PASSAGE SHOWN:
This article is a part of AniTAY’s Spring 2022 Early Impressions series, where our authors offer their initial thoughts on the new, prominent, and exciting anime from this season!

Winter 2022 had some great anime, and I went into this season of anime hoping there would be a few shows worth keeping up with. Fortunately, the season delivered. However, one of the shows I thought would be a contender stumbled out of the gate.

Tomodachi Game follows five friends who are roped into a deadly game together. Teamwork makes the dream work, and we all know that the power of friendship is a frequent plot device in anime. However, there’s something about the way Tomodachi Game handles this common theme that just doesn’t work.

The protagonist, Yuichi, seems to be the center of the five friends, the true north of the group. He’s poor, non-judgemental and charismatic. He might also be a super shady guy, but more on that later.

How could you ever doubt a smile like that?

RECORDS PROVIDED:
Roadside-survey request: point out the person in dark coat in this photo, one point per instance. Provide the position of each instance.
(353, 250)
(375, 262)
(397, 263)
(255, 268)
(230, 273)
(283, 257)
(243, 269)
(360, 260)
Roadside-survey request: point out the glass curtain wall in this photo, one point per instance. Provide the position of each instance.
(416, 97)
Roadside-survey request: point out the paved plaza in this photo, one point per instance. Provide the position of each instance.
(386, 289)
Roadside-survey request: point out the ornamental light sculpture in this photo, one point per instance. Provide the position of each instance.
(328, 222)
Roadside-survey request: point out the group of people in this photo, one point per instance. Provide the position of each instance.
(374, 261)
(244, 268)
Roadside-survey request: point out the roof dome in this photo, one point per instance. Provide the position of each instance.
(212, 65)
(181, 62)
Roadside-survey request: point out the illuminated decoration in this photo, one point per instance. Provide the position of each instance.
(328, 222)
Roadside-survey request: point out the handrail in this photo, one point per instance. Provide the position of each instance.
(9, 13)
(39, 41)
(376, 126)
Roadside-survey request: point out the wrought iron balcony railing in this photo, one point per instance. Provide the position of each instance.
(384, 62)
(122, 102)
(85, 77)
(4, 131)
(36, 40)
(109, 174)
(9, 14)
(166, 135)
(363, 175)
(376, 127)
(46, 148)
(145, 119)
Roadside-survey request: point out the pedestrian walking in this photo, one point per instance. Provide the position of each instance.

==

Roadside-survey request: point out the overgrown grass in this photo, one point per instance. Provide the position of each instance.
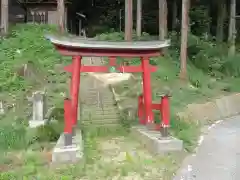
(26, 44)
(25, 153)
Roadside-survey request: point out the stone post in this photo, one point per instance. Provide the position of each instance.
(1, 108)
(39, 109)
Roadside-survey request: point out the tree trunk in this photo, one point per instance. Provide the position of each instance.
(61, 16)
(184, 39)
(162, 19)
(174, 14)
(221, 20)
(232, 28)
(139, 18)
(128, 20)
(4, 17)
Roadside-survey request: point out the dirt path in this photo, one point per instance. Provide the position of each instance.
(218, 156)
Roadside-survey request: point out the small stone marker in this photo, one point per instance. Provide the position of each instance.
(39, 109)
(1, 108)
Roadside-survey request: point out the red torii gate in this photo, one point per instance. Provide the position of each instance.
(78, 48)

SET TASKS:
1. Rewrite the anime review starting with "This article is" and going on through "just doesn’t work.", substituting "animation" for "anime".
2. Copy out every row that contains the string "stone".

SOLUTIONS FOR EACH TASK:
1.
This article is a part of AniTAY’s Spring 2022 Early Impressions series, where our authors offer their initial thoughts on the new, prominent, and exciting animation from this season!

Winter 2022 had some great animation, and I went into this season of animation hoping there would be a few shows worth keeping up with. Fortunately, the season delivered. However, one of the shows I thought would be a contender stumbled out of the gate.

Tomodachi Game follows five friends who are roped into a deadly game together. Teamwork makes the dream work, and we all know that the power of friendship is a frequent plot device in animation. However, there’s something about the way Tomodachi Game handles this common theme that just doesn’t work.

2.
Roadside-survey request: point out the stone post in this photo, one point per instance. Provide the position of each instance.
Roadside-survey request: point out the small stone marker in this photo, one point per instance. Provide the position of each instance.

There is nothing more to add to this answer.